(YOUR ASSIGNMENT): Send back the records in full, character for character.

(DATA EXCERPTS):

------------------------------------------------------------------------

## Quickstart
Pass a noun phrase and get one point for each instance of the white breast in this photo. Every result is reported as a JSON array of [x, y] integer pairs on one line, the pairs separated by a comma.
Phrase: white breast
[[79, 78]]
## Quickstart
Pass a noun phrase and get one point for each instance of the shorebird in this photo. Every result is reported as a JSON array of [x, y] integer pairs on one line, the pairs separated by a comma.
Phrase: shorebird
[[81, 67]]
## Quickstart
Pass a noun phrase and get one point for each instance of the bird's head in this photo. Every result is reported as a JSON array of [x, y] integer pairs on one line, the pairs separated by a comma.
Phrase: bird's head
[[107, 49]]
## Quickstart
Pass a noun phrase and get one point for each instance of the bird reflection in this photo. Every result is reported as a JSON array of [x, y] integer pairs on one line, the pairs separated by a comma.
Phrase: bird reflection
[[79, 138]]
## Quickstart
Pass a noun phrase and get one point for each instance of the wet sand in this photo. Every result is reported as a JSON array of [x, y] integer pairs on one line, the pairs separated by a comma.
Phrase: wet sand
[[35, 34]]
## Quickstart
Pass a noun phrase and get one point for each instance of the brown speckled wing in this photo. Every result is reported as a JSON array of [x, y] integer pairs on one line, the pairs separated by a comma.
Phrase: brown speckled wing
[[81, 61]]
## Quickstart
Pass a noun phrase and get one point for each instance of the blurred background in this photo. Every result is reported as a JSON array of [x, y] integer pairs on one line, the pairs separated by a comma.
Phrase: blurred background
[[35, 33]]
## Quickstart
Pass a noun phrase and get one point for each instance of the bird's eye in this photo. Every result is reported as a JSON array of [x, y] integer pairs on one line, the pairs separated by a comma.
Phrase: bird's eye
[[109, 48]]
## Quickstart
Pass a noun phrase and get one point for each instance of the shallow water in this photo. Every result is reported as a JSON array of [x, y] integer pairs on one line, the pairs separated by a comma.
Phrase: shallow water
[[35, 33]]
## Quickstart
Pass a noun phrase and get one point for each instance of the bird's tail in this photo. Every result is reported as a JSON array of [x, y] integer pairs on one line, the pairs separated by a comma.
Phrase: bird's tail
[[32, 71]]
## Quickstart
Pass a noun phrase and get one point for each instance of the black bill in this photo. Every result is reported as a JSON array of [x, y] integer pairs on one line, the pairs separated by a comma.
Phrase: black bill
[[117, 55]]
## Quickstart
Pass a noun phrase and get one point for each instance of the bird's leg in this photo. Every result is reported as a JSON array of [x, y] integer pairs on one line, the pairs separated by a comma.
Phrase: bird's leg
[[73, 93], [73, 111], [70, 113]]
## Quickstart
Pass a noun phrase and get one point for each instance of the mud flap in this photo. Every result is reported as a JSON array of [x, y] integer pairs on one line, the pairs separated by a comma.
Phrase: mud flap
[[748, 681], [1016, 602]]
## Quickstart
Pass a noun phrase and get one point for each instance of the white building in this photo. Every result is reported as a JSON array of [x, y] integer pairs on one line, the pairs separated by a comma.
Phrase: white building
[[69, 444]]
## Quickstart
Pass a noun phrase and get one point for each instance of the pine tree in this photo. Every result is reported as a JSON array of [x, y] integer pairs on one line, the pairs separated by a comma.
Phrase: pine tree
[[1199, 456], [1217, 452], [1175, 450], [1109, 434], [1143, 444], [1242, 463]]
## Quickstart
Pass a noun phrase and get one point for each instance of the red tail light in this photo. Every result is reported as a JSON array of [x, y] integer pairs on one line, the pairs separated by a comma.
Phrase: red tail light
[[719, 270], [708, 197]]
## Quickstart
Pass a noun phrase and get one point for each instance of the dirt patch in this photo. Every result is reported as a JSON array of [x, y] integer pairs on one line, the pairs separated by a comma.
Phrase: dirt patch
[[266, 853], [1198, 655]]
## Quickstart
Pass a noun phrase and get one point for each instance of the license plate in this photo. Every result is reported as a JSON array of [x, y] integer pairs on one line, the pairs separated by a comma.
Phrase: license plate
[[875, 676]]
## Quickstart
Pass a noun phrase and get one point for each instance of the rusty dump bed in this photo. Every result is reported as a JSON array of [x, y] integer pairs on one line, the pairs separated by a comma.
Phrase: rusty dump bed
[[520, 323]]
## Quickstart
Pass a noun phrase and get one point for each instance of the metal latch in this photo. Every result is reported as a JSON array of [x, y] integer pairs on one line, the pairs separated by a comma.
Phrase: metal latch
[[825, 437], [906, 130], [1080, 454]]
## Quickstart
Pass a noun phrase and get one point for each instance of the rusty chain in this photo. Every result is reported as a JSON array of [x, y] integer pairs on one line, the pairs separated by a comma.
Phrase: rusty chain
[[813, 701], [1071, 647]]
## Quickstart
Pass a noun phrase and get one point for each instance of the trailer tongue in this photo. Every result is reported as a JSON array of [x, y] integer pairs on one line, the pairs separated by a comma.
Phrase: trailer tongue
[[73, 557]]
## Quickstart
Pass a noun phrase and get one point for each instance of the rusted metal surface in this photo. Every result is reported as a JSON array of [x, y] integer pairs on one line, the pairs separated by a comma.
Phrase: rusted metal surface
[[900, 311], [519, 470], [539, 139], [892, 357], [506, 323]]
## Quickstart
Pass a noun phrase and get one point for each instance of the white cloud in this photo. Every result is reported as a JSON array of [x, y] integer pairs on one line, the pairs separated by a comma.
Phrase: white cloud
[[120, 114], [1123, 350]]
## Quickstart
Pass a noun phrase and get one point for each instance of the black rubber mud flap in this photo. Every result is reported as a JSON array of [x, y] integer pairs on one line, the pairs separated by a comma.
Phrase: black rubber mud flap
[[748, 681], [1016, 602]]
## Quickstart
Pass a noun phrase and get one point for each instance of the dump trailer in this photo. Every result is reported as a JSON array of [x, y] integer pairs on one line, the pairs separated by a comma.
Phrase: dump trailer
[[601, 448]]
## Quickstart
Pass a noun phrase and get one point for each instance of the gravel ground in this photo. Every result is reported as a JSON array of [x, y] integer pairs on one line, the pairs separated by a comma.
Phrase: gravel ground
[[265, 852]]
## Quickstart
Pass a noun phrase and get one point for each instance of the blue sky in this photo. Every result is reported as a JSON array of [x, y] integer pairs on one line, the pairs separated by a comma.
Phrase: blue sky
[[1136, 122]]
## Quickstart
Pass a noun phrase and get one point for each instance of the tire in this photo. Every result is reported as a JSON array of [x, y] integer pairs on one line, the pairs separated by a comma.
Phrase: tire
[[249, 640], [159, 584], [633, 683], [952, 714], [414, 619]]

------------------------------------------------------------------------

(SOLUTION TO THE PROBLEM):
## Quickstart
Pass a noun phrase and get one point for each instance of the white breast in this photo. Every result is reported as a JSON array of [x, y] integer pairs on one line, the pairs separated by a comma.
Phrase: white breast
[[79, 78]]
## Quickstart
Pass a noun phrase and get one point for each instance of the shorebird in this photo. Every result is reported as a JSON array of [x, y] integer pairs on one line, the pairs separated by a comma.
Phrase: shorebird
[[81, 67]]
## Quickstart
Pass a noun phrase and get one point for each instance of the bird's head in this photo. Every result is reported as a JSON array of [x, y] integer pairs on one line, the pairs separated by a comma.
Phrase: bird's head
[[107, 49]]
## Quickstart
Pass a noun phrase and get one point for each instance of the bird reflection in this photo. Every result is reported as a JSON array of [x, y] integer pairs on one line, the pairs separated by a comma.
Phrase: bird reflection
[[79, 138]]
## Quickstart
Pass a noun phrase and get one point for each instance of the wet sand in this photo. Every result is reported as a JSON array of [x, y] integer pairs on one line, the pairs separated by a comma.
Phrase: wet sand
[[35, 34]]
## Quickstart
Pass a noun phrase and get one point for each instance of the brown speckled wing in this photo. Every result is reported as a JSON array of [x, y] integer pairs on one line, the pairs separated by a comma.
Phrase: brown speckled wing
[[81, 61]]
## Quickstart
Pass a noun phrase and get one point for each instance of the blurred background in this photo. Every result is reported as a JSON array of [x, y] integer pairs on one line, the pairs separated by a comma.
Phrase: blurred background
[[35, 33]]
## Quickstart
Pass a noun phrase and get one point for each instance of the bird's eye in this photo. Every result is reported as a JSON array of [x, y] integer pairs on one line, the pairs separated by a comma.
Phrase: bird's eye
[[109, 48]]
## Quickstart
Pass a noun phrase and get one point for each instance of the shallow water in this photo. Every result is reported as a JSON array of [x, y] integer pairs on one line, the pairs separated by a comma.
Phrase: shallow water
[[35, 33]]
## Quickstart
Pass a noun phrase and get one point for each instance of the bird's tail in this photo. Every result is reported as a JSON array of [x, y] integer pairs on one line, the pairs separated by a comma.
Phrase: bird's tail
[[32, 71]]
## Quickstart
Pass a noun phrase and get one point for each instance of the black bill in this photo. Every result is reported as a JSON array of [x, y] integer pairs on one line, the pairs separated by a comma.
Phrase: black bill
[[117, 55]]
## Quickstart
Pass a noun phrase and get one point for each instance of the bird's leg in this photo. Every result is reported as a JSON array of [x, y] integer pairs on one line, the pairs separated by a comma.
Phrase: bird's leg
[[73, 93], [73, 111], [70, 113]]
## Quickstart
Pass a noun phrase and get one point for each instance of the mud flap in this photo. Every result is reported as a JSON array of [x, y] integer pairs on one line, the pairs separated by a comma.
Phrase: mud flap
[[748, 681], [1016, 602]]
## Quickstart
Pass a noun phrase and get one point for each instance of the white building in this photo. Every result is reported as a JSON array of [x, y] integer pairs on one line, the pairs separated by a comma.
Phrase: white building
[[69, 444]]
## Quickstart
Pass a noun phrase and get one point for each instance of the pine tree in this photo. Every result is reported as a JSON array of [x, y] integer pairs on one line, the pairs separated by a comma.
Phrase: pine tree
[[1199, 456], [1217, 452], [1175, 450], [1109, 434], [1143, 444], [1242, 463]]
## Quickstart
Pass a noun phrase and get one point for each instance of the red tail light in this photo. Every result is reported as a JSON array of [x, y] integer pairs on one line, the pairs separated by a comma.
Phrase: red tail light
[[719, 270], [708, 197]]
## Quickstart
Pass a noun phrase and get one point for each instance of the dirt patch in this photo. Every result is reported as a JSON array of [x, y] integer pairs on one line, the pairs separated by a comma.
Phrase: dirt patch
[[266, 853], [1198, 655]]
## Quickstart
Pass a noun phrase and get one point for each instance of the license plate in this photo. Every result is reported as a JSON array of [x, y] integer pairs on one line, the pairs separated by a comma.
Phrase: license plate
[[875, 676]]
## Quickstart
Pass a noun phrase and get one point for each instance of the rusty dump bed in this photo. Every result is reported as a JSON array of [x, y] integer pairs on one line, the pairs separated by a comma.
Phrase: rusty dump bed
[[520, 323]]
## Quickstart
Pass a noun phrase and get one point for each instance of the metal latch in this photo. Every result is reported as a JSON array of [x, y] integer pairs on one line, the pairs separated by a comma.
Phrase: metal latch
[[825, 437], [906, 130], [1080, 454]]
## Quickstart
Pass a noun phrase and get one point for each instance of the rusty chain in this photo. Every result is reported as a JSON array of [x, y] integer pairs on one line, the pairs separated by a comma.
Phrase: rusty chain
[[813, 701], [1071, 647]]
## Quickstart
Pass a noun phrase and get one point for each instance of the trailer tongue in this photo. Every result is reported as a JSON array of [x, y] integer pairs on one line, the pairs separated by a comma.
Phrase: trailer tongue
[[73, 557]]
## Quickstart
Pass a noun phrase and get one point for each instance of the rusted metal surface in this photo. Every result is reported as a JSON array of [x, y] integer pairs on one line, the pairs separated by a comma.
Phrase: rusted metal surface
[[900, 311], [519, 470], [539, 139], [892, 357], [506, 323]]
## Quickstart
Pass a noun phrase and get one point for each instance of the white cloud in this photo. Every result is reported as a JSON array of [x, y] integer pairs on one line, the pairs separated by a comma.
Phrase: white cloud
[[120, 114], [1123, 350]]
## Quickstart
Pass a noun phrase and get one point for each instance of the black rubber mud flap in this photo. Every result is reported as a JSON array of [x, y] integer pairs on one line, the pairs separated by a comma.
Phrase: black rubber mud flap
[[748, 681], [1016, 602]]
## Quickstart
Pass a noun phrase and get one point for each instance of the dump trailer in this photo. Every result is reported as a JSON array of [x, y] integer pairs on one line, the pairs separated by a comma.
Phrase: dump trailer
[[601, 448]]
## Quickstart
Pass a noun phrase and get one point for each instance of the gravel ground in this photo. Every result is reported as a JSON array of [x, y] integer pairs on one line, the pairs separated by a comma.
Phrase: gravel ground
[[265, 852]]
## Quickstart
Pass a noun phrase and get one point for each instance of the blue sky in this photo. Every result is reported as a JSON array of [x, y] integer pairs on one line, the pairs separated by a comma.
Phrase: blue sky
[[1136, 122]]
## Quickstart
Pass a noun phrase and get one point for each instance of the tire in this photo. Every result is reported as a JSON array of [x, y] integer pairs on one line, the pairs separated by a comma.
Phrase: tire
[[249, 640], [159, 584], [633, 683], [952, 714], [414, 619]]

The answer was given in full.